TEXT BLOCK —

        1. Just for fun though, there’s a solution to this, right? You add an encryption layer that has rolling code so that the key that is sent to the inside module only works once.

          That garage must be guarding something super valuable to go to this much trouble!

          1. Silly nerds, fancy thinking bad guys care about the lock.

            It’s like seeing those door bolts with hardened padlocks on them. Sure, you can’t cut the padlock with boltcutters, but those door bolts are rather soft steel… Snip snip and you’re in. Or just take a crowbar and lever them off.

          2. You mean something expensive like.. a car? and (power) tools? and maybe an unlocked door into the house?. Wow Mike.. no need to get angry at someone making a valid point, isn’t a security solution meant to be secure?.

          3. Actually, Mike, I think it’s a lot simpler than that. The scanner lets you upload and download template data for specified IDs, so all you need to do is have one ID, say 23 or something, be reserved for security and let that be a sort of verification code. That way, even if you replace the scanner with an identical scanner that recognizes the infiltrator, it can’t spoof being the original. If you really want to, you probably could change that template signature periodically too, perhaps to throw off logic sniffers…

    1. Its an optical scanner. I would assume its easily spoofed. And by easily I mean with a photocopy and a warm finger behind it. Someone would have to really want in your garage though.

      1. Does that actually work? I think that the image it scans is generated by the frustrated total internal reflection that the finger causes. I would be surprised if an image would work for that. Also… why the warm finger?

WHAT YOU SHOULD DO — Copy the comment thread about the garage fingerprint scanner in full, without changing anything.

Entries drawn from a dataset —
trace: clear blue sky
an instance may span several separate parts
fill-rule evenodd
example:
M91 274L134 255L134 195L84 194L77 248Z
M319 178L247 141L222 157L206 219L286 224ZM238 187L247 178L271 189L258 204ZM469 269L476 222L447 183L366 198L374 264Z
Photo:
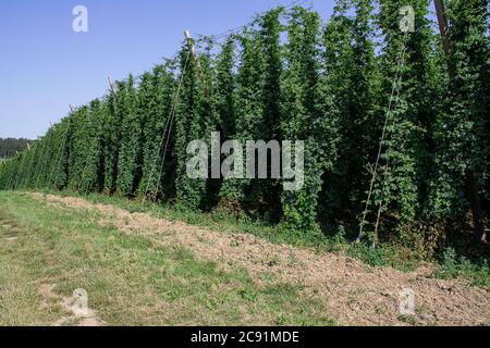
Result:
M172 57L183 30L220 34L292 0L1 0L0 137L35 139L69 104L101 97L107 76L142 74ZM310 4L307 1L306 4ZM313 1L327 21L333 1ZM88 9L88 33L72 10Z

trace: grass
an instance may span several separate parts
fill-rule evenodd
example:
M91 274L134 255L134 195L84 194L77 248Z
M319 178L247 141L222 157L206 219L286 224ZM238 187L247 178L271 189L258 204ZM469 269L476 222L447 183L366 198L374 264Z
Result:
M244 270L223 271L183 247L101 227L99 217L95 211L46 209L22 192L0 191L0 325L50 325L70 315L59 298L42 294L44 284L53 285L60 298L86 289L89 308L109 325L335 324L324 302L298 286L273 279L256 284Z
M436 272L436 276L441 279L452 279L464 277L471 279L473 286L480 286L490 289L490 268L487 260L480 264L475 264L464 257L457 257L452 248L444 251L441 265Z
M218 211L204 213L171 204L143 204L140 200L130 200L127 198L100 194L82 196L78 192L70 190L62 192L52 191L50 194L65 197L82 197L94 203L112 204L131 212L146 212L156 217L170 221L183 221L191 225L208 227L223 233L248 233L274 244L311 248L317 252L342 252L372 266L392 266L407 272L415 270L420 261L425 261L416 252L407 248L401 248L397 245L383 244L372 248L366 244L351 244L346 240L345 231L342 228L333 236L327 236L321 233L305 234L280 229L277 226L270 226L260 221L253 221L248 216L231 216ZM457 259L455 262L460 264L457 272L445 272L446 264L444 260L431 260L438 269L436 276L445 278L465 277L470 279L475 286L482 286L490 289L488 260L481 260L475 263L463 257L454 256L454 258Z

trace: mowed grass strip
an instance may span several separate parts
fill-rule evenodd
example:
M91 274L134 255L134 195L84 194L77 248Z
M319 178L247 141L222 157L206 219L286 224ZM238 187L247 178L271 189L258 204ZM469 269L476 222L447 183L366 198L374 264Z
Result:
M256 284L244 270L220 270L184 246L101 227L100 217L0 192L0 325L52 325L70 315L58 297L77 288L108 325L335 324L324 302L301 287ZM47 286L57 297L42 291Z

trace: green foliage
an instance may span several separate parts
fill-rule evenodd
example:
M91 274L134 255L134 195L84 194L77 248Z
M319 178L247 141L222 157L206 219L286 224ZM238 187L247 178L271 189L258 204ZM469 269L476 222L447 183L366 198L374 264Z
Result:
M15 156L16 152L27 148L27 144L33 142L28 139L0 138L0 159L8 159Z
M133 195L140 181L143 162L143 116L137 110L138 98L134 77L130 75L118 84L117 112L121 124L121 149L118 162L117 190L120 195Z

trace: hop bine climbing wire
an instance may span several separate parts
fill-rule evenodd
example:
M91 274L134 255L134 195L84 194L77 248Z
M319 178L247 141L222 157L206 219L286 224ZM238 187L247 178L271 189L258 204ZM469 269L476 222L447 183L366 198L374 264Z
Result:
M399 57L399 64L396 66L396 71L395 71L395 76L393 79L393 85L391 88L391 95L390 95L390 99L389 99L389 103L388 103L388 110L384 116L384 124L383 124L383 129L381 133L381 139L379 141L379 147L378 147L378 156L376 158L376 163L375 166L372 169L372 177L371 177L371 182L370 182L370 186L369 186L369 191L368 191L368 197L366 199L366 207L365 210L363 212L363 220L360 222L360 227L359 227L359 234L356 238L356 243L359 243L360 239L364 237L365 234L365 226L367 224L367 215L369 213L369 206L371 203L371 198L372 198L372 194L373 194L373 189L375 189L375 184L376 184L376 179L378 177L378 169L380 166L380 161L381 161L381 154L383 151L383 146L384 146L384 141L387 138L387 130L388 127L390 125L390 115L392 113L393 110L393 105L395 104L395 100L399 98L400 96L400 89L401 89L401 84L402 84L402 75L403 75L403 67L405 65L405 53L406 53L406 40L407 40L408 34L405 33L404 38L402 40L402 48L400 50L400 57ZM396 96L395 96L396 95ZM387 158L387 163L384 164L382 171L385 173L388 171L388 169L390 167L390 158ZM383 190L387 186L387 182L383 182ZM382 208L383 208L383 201L380 200L379 201L379 209L378 209L378 213L377 213L377 221L376 221L376 225L375 225L375 238L378 235L378 229L379 229L379 222L381 219L381 212L382 212Z
M187 70L187 64L188 64L188 60L189 60L191 54L192 54L192 52L188 51L187 54L186 54L186 58L185 58L184 69L183 69L183 71L181 72L181 74L179 76L177 89L175 90L175 92L173 95L172 107L171 107L171 110L170 110L169 117L167 119L166 126L163 128L163 134L161 136L160 146L158 148L158 154L155 157L155 162L154 162L154 165L151 166L150 175L149 175L148 182L146 184L145 191L143 192L143 200L142 200L143 204L146 202L146 195L149 191L149 185L150 185L151 181L154 179L155 171L157 170L158 156L160 154L161 148L163 147L163 142L164 142L166 146L164 146L162 158L161 158L161 165L160 165L160 171L159 171L159 175L158 175L158 178L157 178L157 186L155 188L155 191L152 192L152 195L154 195L154 197L152 197L154 198L154 202L157 201L158 190L160 188L161 175L162 175L162 172L163 172L163 166L164 166L167 152L168 152L169 144L170 144L170 134L172 132L173 121L175 119L175 108L176 108L176 103L179 102L179 95L180 95L180 91L181 91L181 88L182 88L182 84L183 84L183 80L184 80L183 77L184 77L185 71Z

OUTPUT OF THE TASK —

        1. Just for fun though, there’s a solution to this, right? You add an encryption layer that has rolling code so that the key that is sent to the inside module only works once.

          That garage must be guarding something super valuable to go to this much trouble!

          1. Silly nerds, fancy thinking bad guys care about the lock.

            It’s like seeing those door bolts with hardened padlocks on them. Sure, you can’t cut the padlock with boltcutters, but those door bolts are rather soft steel… Snip snip and you’re in. Or just take a crowbar and lever them off.

          2. You mean something expensive like.. a car? and (power) tools? and maybe an unlocked door into the house?. Wow Mike.. no need to get angry at someone making a valid point, isn’t a security solution meant to be secure?.

          3. Actually, Mike, I think it’s a lot simpler than that. The scanner lets you upload and download template data for specified IDs, so all you need to do is have one ID, say 23 or something, be reserved for security and let that be a sort of verification code. That way, even if you replace the scanner with an identical scanner that recognizes the infiltrator, it can’t spoof being the original. If you really want to, you probably could change that template signature periodically too, perhaps to throw off logic sniffers…

    1. Its an optical scanner. I would assume its easily spoofed. And by easily I mean with a photocopy and a warm finger behind it. Someone would have to really want in your garage though.

      1. Does that actually work? I think that the image it scans is generated by the frustrated total internal reflection that the finger causes. I would be surprised if an image would work for that. Also… why the warm finger?